[Portion of a data file]
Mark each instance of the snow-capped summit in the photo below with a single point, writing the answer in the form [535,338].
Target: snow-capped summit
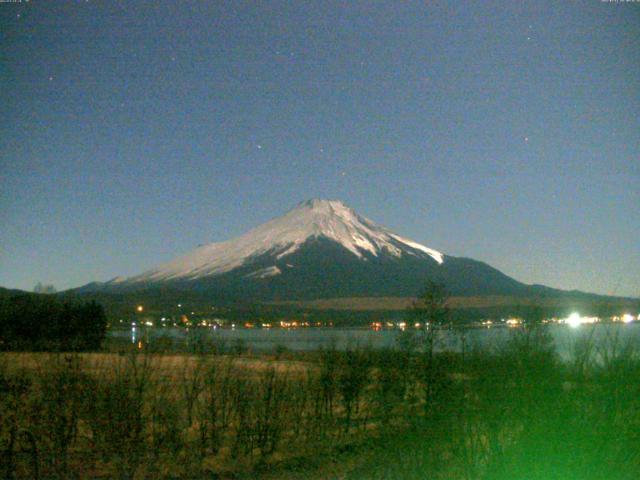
[312,219]
[318,249]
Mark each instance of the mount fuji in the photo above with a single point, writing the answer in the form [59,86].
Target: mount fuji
[319,249]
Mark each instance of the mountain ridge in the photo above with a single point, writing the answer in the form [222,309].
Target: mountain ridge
[319,249]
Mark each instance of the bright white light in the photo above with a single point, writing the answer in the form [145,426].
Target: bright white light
[574,320]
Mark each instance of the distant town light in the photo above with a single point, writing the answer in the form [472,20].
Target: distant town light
[627,318]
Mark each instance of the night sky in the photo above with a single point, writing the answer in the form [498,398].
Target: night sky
[507,132]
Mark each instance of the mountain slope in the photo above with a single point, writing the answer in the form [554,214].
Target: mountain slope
[319,249]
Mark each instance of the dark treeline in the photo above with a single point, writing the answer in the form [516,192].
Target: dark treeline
[45,322]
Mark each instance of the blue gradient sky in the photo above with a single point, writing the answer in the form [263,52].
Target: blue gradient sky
[508,132]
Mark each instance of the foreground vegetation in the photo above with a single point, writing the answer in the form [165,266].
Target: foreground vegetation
[514,411]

__REQUIREMENT__: Present every line of the records above as a numbered list, skipping any blank lines and leaving out the pictures.

__RESULT FOR THIS EXERCISE__:
1. Mark each instance of the snow-capped summit in the photo below with a single point, writing the answer in the form [535,338].
2. Target: snow-capped summit
3. [312,219]
4. [318,249]
5. Mark each instance of the mount fuji in the photo above with a single point, writing the answer in the form [59,86].
6. Target: mount fuji
7. [319,249]
8. Mark each instance of the mountain ridge in the photo above with a single point, writing the answer in the form [222,309].
9. Target: mountain ridge
10. [319,249]
11. Mark each instance of the bright white light in the photo above with a single point, writing the answer in the form [145,426].
12. Target: bright white light
13. [574,320]
14. Mark each instance of the distant town light in the photo above with a single point, writing the answer in the form [472,20].
15. Target: distant town light
16. [627,318]
17. Mark each instance of the night sky in the photo above with a single point, writing the answer in the form [498,398].
18. Target: night sky
19. [507,132]
20. Mark each instance of the mountain slope in the photo above with a single point, writing the answer in the form [554,214].
21. Target: mountain slope
22. [319,249]
23. Mark each instance of the dark treeline in the photo above with a single point, writing the answer in the form [516,192].
24. Target: dark treeline
25. [45,322]
26. Mark each instance of the blue gradient sky in the photo above with a single point, writing the answer in the form [263,52].
27. Target: blue gradient sky
28. [508,132]
29. Mark each instance of the foreground vegetation in the photo above with a single point, writing the answer in the form [165,266].
30. Target: foreground vegetation
31. [514,411]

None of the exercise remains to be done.